TASK BRIEF —
Copy every line of the records below exactly, but leave the pictures out of your copy.

++++ MATERIAL SHOWN ++++

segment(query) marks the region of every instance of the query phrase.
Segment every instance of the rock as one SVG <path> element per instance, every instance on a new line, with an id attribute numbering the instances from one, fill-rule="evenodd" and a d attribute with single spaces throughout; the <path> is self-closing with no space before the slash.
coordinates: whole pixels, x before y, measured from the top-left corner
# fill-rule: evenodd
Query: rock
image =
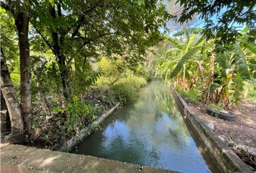
<path id="1" fill-rule="evenodd" d="M 208 123 L 207 126 L 208 126 L 212 130 L 214 130 L 214 124 L 213 123 Z"/>
<path id="2" fill-rule="evenodd" d="M 238 150 L 244 150 L 250 154 L 256 156 L 256 148 L 245 146 L 245 145 L 241 145 L 238 144 L 234 147 L 234 149 L 238 149 Z"/>
<path id="3" fill-rule="evenodd" d="M 228 144 L 229 142 L 228 138 L 226 138 L 226 136 L 221 135 L 221 136 L 218 136 L 218 138 L 221 139 L 221 141 L 223 141 L 225 143 Z"/>

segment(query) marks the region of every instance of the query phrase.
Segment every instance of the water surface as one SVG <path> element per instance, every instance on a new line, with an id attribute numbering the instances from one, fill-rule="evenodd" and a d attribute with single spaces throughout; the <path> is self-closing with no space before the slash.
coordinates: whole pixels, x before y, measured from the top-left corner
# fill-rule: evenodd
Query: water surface
<path id="1" fill-rule="evenodd" d="M 161 81 L 143 87 L 101 127 L 75 152 L 182 172 L 219 172 Z"/>

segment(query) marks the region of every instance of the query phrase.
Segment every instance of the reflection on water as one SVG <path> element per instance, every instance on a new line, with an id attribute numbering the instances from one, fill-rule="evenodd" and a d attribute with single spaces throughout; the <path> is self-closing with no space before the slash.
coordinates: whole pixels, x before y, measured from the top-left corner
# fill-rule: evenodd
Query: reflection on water
<path id="1" fill-rule="evenodd" d="M 209 156 L 198 150 L 202 146 L 161 81 L 142 88 L 136 102 L 118 110 L 102 127 L 76 153 L 182 172 L 218 172 Z"/>

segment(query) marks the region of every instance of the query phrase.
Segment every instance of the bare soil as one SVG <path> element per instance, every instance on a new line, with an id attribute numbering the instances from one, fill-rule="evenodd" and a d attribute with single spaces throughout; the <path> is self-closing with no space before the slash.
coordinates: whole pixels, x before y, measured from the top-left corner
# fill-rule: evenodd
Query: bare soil
<path id="1" fill-rule="evenodd" d="M 229 111 L 237 115 L 236 120 L 234 121 L 219 119 L 207 114 L 206 106 L 202 102 L 187 102 L 187 105 L 203 122 L 214 124 L 213 131 L 218 136 L 226 136 L 228 141 L 233 141 L 234 144 L 256 147 L 255 102 L 242 102 L 233 106 Z"/>

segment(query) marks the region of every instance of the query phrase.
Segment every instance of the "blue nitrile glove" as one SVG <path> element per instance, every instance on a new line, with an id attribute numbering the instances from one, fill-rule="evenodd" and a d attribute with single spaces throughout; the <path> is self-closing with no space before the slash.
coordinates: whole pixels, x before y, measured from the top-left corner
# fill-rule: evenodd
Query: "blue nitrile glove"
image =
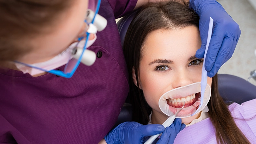
<path id="1" fill-rule="evenodd" d="M 176 130 L 178 130 L 179 132 L 184 128 L 183 127 L 181 128 L 180 124 L 176 125 L 177 128 L 172 127 L 173 130 L 175 130 L 174 131 L 175 132 Z M 170 130 L 170 128 L 165 130 L 164 126 L 160 124 L 143 125 L 135 122 L 127 122 L 118 126 L 109 132 L 104 138 L 108 144 L 143 144 L 146 142 L 145 140 L 146 137 L 159 134 L 165 131 L 165 133 L 166 133 L 163 137 L 162 140 L 165 142 L 164 140 L 169 139 L 171 131 Z M 175 134 L 175 137 L 176 135 Z"/>
<path id="2" fill-rule="evenodd" d="M 152 144 L 155 144 L 157 141 L 156 144 L 173 144 L 177 135 L 185 127 L 185 124 L 181 123 L 181 119 L 175 118 L 170 126 L 165 128 L 158 141 L 157 139 Z M 144 142 L 147 141 L 150 137 L 150 136 L 147 137 L 145 139 Z"/>
<path id="3" fill-rule="evenodd" d="M 204 58 L 207 41 L 210 17 L 213 19 L 213 31 L 205 67 L 210 77 L 215 75 L 220 67 L 231 57 L 238 41 L 241 30 L 238 24 L 214 0 L 190 0 L 190 7 L 200 18 L 199 30 L 202 41 L 195 56 Z"/>

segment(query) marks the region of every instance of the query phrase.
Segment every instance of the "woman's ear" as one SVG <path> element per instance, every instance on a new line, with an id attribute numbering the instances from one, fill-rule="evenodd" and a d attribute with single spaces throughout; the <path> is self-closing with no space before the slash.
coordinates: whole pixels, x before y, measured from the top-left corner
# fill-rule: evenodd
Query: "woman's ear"
<path id="1" fill-rule="evenodd" d="M 133 83 L 135 84 L 135 85 L 137 87 L 138 85 L 137 85 L 137 79 L 136 78 L 136 75 L 135 75 L 135 72 L 134 70 L 134 67 L 132 68 L 132 80 L 133 81 Z"/>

++++

EXERCISE SOLUTION —
segment(query) marks the region of every instance of the query phrase.
Segment every instance of the rock as one SVG <path> element per instance, every instance on a new line, with an id attribute numbering the instances from one, fill-rule="evenodd" and a d attribute with single spaces throughout; the <path> is self-closing with no space before the slash.
coordinates: whole pixels, x before y, measured from the top-left corner
# fill-rule: evenodd
Query: rock
image =
<path id="1" fill-rule="evenodd" d="M 208 123 L 207 126 L 208 126 L 212 130 L 214 130 L 214 124 L 213 123 Z"/>
<path id="2" fill-rule="evenodd" d="M 238 150 L 244 150 L 250 154 L 256 156 L 256 148 L 245 146 L 245 145 L 241 145 L 238 144 L 234 147 L 234 149 L 238 149 Z"/>
<path id="3" fill-rule="evenodd" d="M 228 144 L 229 142 L 228 138 L 226 138 L 226 136 L 221 135 L 221 136 L 218 136 L 218 138 L 221 139 L 221 141 L 223 141 L 225 143 Z"/>

segment(query) marks the region of every instance of the query phrase.
Segment every instance of the water surface as one SVG <path> element per instance, every instance on a new line, with an id attribute numbering the instances from one, fill-rule="evenodd" and a d attribute with single spaces throughout; the <path> is self-closing with no space before the slash.
coordinates: whole pixels, x before y, measured from the top-left corner
# fill-rule: evenodd
Query: water surface
<path id="1" fill-rule="evenodd" d="M 161 81 L 143 87 L 101 127 L 75 152 L 182 172 L 219 172 Z"/>

segment(query) marks the region of every instance of the query phrase.
Segment every instance of the reflection on water as one SVG <path> element per instance, every instance on a new line, with an id attribute numbering the instances from one, fill-rule="evenodd" and a d attribute with single spaces throughout; the <path> is self-closing with no space before the slash.
coordinates: whole pixels, x before y, measured from the top-left corner
# fill-rule: evenodd
Query: reflection on water
<path id="1" fill-rule="evenodd" d="M 209 156 L 198 150 L 202 146 L 161 81 L 142 88 L 136 102 L 118 110 L 102 127 L 76 153 L 182 172 L 218 172 Z"/>

segment(query) marks the region of every instance of the query phrase.
Segment every instance of the bare soil as one SVG <path> element per instance, every instance on a new line, with an id attribute numbering the instances from one, fill-rule="evenodd" and a d attribute with single spaces throughout; the <path> is self-closing with no space before the slash.
coordinates: whole pixels, x before y, measured from the top-left corner
# fill-rule: evenodd
Query: bare soil
<path id="1" fill-rule="evenodd" d="M 229 111 L 237 115 L 236 120 L 234 121 L 219 119 L 207 114 L 206 106 L 202 102 L 187 102 L 187 105 L 203 122 L 214 124 L 213 131 L 218 136 L 226 136 L 228 141 L 233 141 L 234 144 L 256 147 L 255 102 L 242 102 L 233 106 Z"/>

segment(query) marks the region of every instance of the query phrase.
Segment every instance of the "blue nitrile glove" as one SVG <path> element per instance, every instance on a new line, with an id attribute numbering the instances from one, fill-rule="evenodd" and a d attribute with single spaces throughout; the <path> is self-closing with no space before the slash.
coordinates: whole pixels, x before y, measured from the top-left corner
# fill-rule: evenodd
Query: "blue nitrile glove"
image =
<path id="1" fill-rule="evenodd" d="M 176 130 L 178 130 L 179 132 L 184 128 L 183 127 L 181 128 L 180 124 L 176 125 L 177 128 L 172 127 L 173 130 L 175 130 L 174 131 L 175 132 Z M 170 130 L 170 128 L 165 130 L 164 126 L 160 124 L 143 125 L 135 122 L 127 122 L 118 126 L 109 132 L 104 138 L 108 144 L 143 144 L 146 142 L 145 140 L 146 137 L 159 134 L 165 131 L 165 133 L 166 133 L 163 137 L 162 140 L 165 142 L 164 140 L 169 139 L 171 131 Z M 175 134 L 175 137 L 176 135 Z"/>
<path id="2" fill-rule="evenodd" d="M 152 144 L 155 144 L 157 141 L 156 144 L 173 144 L 177 135 L 185 127 L 185 124 L 181 123 L 181 119 L 175 118 L 170 126 L 165 128 L 158 141 L 157 139 Z M 144 142 L 147 141 L 150 137 L 150 136 L 147 137 L 145 139 Z"/>
<path id="3" fill-rule="evenodd" d="M 204 58 L 207 41 L 210 17 L 213 19 L 213 31 L 205 67 L 210 77 L 215 75 L 220 67 L 231 57 L 238 41 L 241 30 L 238 24 L 214 0 L 190 0 L 190 7 L 200 18 L 199 30 L 202 41 L 195 56 Z"/>

segment(query) marks the region of every instance of the query phrase.
Segment every instance of the "woman's ear" as one SVG <path> element per instance, every instance on a new line, with an id attribute numbering the instances from one, fill-rule="evenodd" and a d attribute with single spaces throughout; the <path> is self-closing with no space before the slash.
coordinates: whole pixels, x before y, measured from the top-left corner
# fill-rule: evenodd
Query: "woman's ear"
<path id="1" fill-rule="evenodd" d="M 133 83 L 135 84 L 135 85 L 137 87 L 138 85 L 137 85 L 137 79 L 136 78 L 136 75 L 135 75 L 135 72 L 134 70 L 134 67 L 132 68 L 132 80 L 133 81 Z"/>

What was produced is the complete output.